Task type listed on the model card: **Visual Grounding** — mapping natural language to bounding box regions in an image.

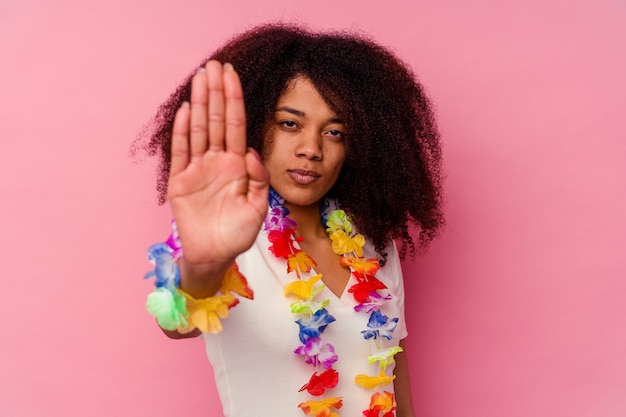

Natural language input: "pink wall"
[0,0,626,417]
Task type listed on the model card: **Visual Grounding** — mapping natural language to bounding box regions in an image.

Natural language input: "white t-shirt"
[203,228,407,417]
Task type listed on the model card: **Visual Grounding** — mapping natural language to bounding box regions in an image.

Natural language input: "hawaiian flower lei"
[144,220,254,333]
[264,189,402,417]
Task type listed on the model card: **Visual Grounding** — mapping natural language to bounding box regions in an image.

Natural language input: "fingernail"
[248,148,263,162]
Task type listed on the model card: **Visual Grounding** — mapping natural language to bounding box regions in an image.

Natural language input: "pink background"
[0,0,626,417]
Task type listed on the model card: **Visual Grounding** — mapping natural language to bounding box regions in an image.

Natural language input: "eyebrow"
[275,106,344,124]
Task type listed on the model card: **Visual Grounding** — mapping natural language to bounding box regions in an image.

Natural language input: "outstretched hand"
[168,61,269,272]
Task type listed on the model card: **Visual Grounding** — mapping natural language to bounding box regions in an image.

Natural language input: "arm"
[157,61,269,339]
[393,340,415,417]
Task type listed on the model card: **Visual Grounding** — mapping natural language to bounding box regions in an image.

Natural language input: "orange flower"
[298,397,343,417]
[287,250,317,277]
[363,391,396,417]
[339,256,380,277]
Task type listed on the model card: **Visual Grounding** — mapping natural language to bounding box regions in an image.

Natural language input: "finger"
[224,63,246,155]
[189,68,208,157]
[170,101,189,176]
[206,60,224,151]
[245,148,270,213]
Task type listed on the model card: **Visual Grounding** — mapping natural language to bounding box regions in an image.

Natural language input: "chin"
[274,187,324,207]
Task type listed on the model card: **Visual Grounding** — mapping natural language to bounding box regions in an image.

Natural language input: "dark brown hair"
[136,24,444,258]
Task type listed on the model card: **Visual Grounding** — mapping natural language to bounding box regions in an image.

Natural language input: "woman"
[145,25,443,417]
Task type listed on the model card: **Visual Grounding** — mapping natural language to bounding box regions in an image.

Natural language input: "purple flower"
[263,206,297,231]
[293,337,337,369]
[144,243,180,291]
[296,308,335,343]
[361,310,399,340]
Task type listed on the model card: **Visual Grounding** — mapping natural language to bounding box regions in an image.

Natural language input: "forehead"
[276,75,340,119]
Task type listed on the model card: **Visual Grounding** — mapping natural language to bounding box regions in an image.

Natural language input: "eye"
[278,120,298,129]
[326,129,344,139]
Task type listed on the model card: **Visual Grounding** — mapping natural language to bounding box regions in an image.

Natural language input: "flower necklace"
[264,189,402,417]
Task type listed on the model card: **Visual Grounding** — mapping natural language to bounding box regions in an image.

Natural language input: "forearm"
[393,340,415,417]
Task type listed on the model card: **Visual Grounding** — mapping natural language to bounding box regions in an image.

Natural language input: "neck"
[284,202,327,238]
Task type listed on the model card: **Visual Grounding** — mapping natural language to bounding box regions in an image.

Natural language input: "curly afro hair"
[138,24,444,260]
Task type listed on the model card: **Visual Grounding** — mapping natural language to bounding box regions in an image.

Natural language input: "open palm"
[168,61,269,270]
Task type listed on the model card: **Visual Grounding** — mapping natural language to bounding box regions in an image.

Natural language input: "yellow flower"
[283,274,322,301]
[354,371,396,389]
[298,397,343,417]
[178,289,234,334]
[330,230,365,257]
[287,251,317,278]
[339,256,380,276]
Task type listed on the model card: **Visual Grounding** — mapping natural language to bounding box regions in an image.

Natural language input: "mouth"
[287,169,320,185]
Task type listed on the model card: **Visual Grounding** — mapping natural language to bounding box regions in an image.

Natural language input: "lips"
[287,169,320,185]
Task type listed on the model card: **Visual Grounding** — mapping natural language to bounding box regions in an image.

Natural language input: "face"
[263,76,346,206]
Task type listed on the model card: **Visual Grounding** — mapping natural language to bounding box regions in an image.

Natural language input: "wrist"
[179,256,234,298]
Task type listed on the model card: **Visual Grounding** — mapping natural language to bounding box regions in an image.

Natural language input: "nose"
[296,131,322,160]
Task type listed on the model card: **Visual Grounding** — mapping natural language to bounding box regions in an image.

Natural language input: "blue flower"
[144,243,180,291]
[269,187,285,208]
[296,308,335,343]
[361,310,400,340]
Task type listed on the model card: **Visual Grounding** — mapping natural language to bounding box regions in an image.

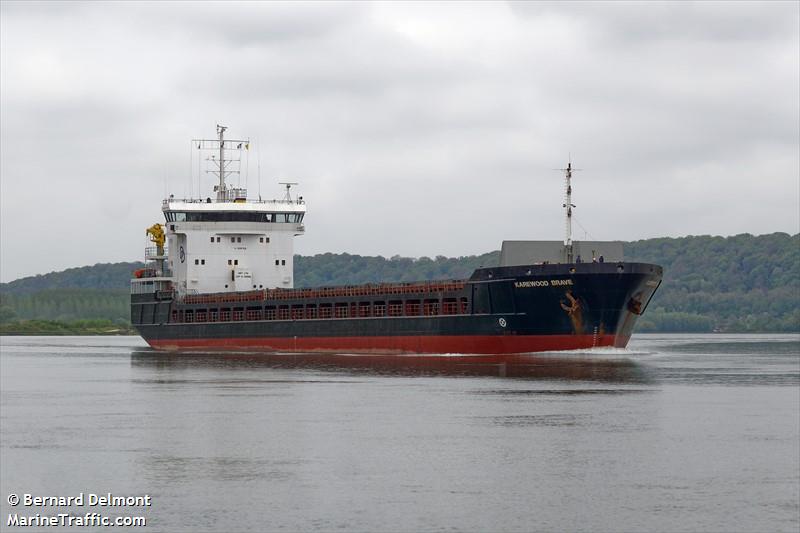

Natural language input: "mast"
[561,158,580,263]
[217,124,228,202]
[192,124,250,202]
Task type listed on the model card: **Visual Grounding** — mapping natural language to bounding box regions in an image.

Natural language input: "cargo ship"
[131,125,663,354]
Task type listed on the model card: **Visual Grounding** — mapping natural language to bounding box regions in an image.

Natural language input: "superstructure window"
[164,211,305,223]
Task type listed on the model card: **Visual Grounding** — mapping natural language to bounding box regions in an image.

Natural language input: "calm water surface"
[0,335,800,532]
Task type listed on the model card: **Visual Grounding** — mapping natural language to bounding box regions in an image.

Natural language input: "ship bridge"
[131,126,306,297]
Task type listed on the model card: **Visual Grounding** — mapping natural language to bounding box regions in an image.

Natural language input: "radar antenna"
[278,181,299,202]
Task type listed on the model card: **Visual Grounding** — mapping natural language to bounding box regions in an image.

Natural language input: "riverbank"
[0,320,137,336]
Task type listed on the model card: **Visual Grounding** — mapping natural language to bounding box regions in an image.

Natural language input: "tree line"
[0,233,800,332]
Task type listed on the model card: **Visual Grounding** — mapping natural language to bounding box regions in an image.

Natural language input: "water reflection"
[131,349,652,383]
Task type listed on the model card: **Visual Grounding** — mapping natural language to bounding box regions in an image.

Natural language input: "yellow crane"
[146,222,167,255]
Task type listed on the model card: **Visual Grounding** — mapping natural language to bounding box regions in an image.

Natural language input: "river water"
[0,335,800,532]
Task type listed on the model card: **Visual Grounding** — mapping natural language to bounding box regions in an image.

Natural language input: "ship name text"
[514,279,573,289]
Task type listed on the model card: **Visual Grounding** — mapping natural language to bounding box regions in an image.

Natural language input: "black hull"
[131,263,662,354]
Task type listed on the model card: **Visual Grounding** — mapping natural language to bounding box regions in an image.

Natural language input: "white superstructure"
[132,126,306,295]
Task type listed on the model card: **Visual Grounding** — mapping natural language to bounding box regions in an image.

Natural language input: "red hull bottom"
[147,335,630,354]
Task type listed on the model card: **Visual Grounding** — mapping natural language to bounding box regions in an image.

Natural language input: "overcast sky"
[0,1,800,281]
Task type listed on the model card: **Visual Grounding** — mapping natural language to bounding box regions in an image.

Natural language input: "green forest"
[0,233,800,334]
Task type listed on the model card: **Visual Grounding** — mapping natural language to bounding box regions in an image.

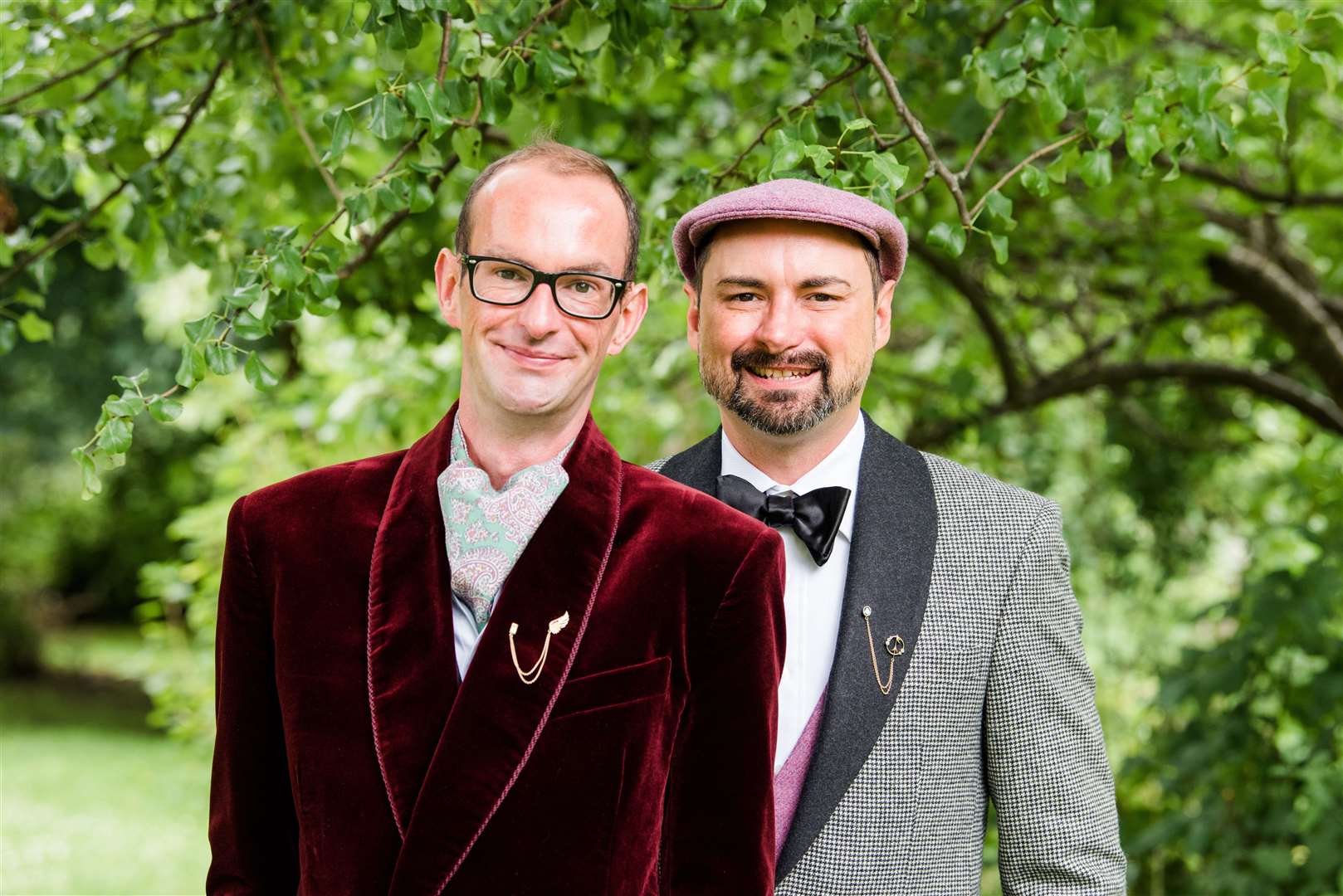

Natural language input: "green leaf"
[560,7,611,52]
[870,153,909,189]
[1124,121,1162,168]
[1254,31,1301,71]
[724,0,765,22]
[111,367,149,390]
[383,4,424,50]
[406,78,452,139]
[1035,85,1067,125]
[243,352,280,390]
[1087,109,1124,146]
[1134,90,1165,125]
[405,180,434,213]
[173,345,206,388]
[183,315,213,343]
[19,312,54,343]
[802,144,835,178]
[308,295,339,317]
[452,128,483,169]
[225,284,261,309]
[471,80,513,125]
[994,69,1026,100]
[769,130,806,174]
[782,2,817,50]
[1308,50,1339,93]
[70,449,102,501]
[206,343,239,376]
[322,109,354,167]
[234,312,271,340]
[989,234,1008,265]
[98,416,135,454]
[368,93,406,139]
[149,395,181,423]
[1250,80,1288,139]
[270,246,308,291]
[1021,165,1049,199]
[534,50,579,93]
[1194,111,1234,161]
[984,189,1017,231]
[928,221,965,258]
[1021,19,1067,61]
[1077,149,1111,187]
[1054,0,1096,26]
[345,193,374,227]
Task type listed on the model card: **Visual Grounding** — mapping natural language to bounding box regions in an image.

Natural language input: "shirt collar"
[721,414,867,542]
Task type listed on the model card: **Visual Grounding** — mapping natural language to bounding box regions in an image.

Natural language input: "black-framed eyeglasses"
[462,256,630,321]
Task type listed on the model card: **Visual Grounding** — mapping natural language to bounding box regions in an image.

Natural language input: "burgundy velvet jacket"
[206,408,784,896]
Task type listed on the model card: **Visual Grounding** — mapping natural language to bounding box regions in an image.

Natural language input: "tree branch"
[856,26,974,228]
[1179,160,1343,208]
[956,100,1011,180]
[337,154,458,280]
[909,236,1021,402]
[248,15,345,206]
[0,56,228,288]
[508,0,569,47]
[969,130,1082,221]
[713,61,867,187]
[0,0,246,111]
[906,362,1343,447]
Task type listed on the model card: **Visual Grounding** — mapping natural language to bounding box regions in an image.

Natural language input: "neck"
[721,399,860,485]
[457,392,587,489]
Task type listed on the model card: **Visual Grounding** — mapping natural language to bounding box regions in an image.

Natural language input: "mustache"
[732,348,830,379]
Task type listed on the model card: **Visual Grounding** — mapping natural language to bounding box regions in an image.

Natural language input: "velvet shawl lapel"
[368,407,623,894]
[661,414,937,880]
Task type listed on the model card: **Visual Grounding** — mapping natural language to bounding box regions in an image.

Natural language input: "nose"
[507,284,564,341]
[755,293,803,353]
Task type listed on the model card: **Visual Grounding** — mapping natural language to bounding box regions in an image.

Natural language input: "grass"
[0,631,209,894]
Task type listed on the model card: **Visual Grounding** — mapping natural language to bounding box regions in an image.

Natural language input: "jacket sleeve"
[984,501,1126,896]
[659,531,784,896]
[206,497,298,894]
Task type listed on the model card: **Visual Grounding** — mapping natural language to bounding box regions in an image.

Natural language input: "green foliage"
[0,0,1343,894]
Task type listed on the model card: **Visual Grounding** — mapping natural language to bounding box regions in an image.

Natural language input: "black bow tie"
[719,475,850,567]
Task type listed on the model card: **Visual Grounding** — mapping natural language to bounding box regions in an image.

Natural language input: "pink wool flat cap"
[672,178,909,280]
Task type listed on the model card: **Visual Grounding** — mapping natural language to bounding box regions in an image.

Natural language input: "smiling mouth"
[745,365,817,380]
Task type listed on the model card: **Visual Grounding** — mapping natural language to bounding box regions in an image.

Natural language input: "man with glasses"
[207,143,783,894]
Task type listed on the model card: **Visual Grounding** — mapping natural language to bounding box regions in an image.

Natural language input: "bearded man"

□ □ □ □ □ □ □

- TASK DETAILS
Update everything from the start of the data down through the line containing "[203,228,407,417]" by replacing "pink wall" with "pink painted wall" and keeping the rest unchanged. Give only those lines, and leave out the pictures.

- EXERCISE OUTPUT
Task type listed on the model card: **Visual Grounding** — mapping natural language to bounding box regions in an image.


Natural language input: "pink painted wall"
[0,0,626,417]
Task type listed on the model card: **Visual Grounding** — mapping natural language to bounding box regions in an image.

Natural language input: "white t-shirt"
[203,228,407,417]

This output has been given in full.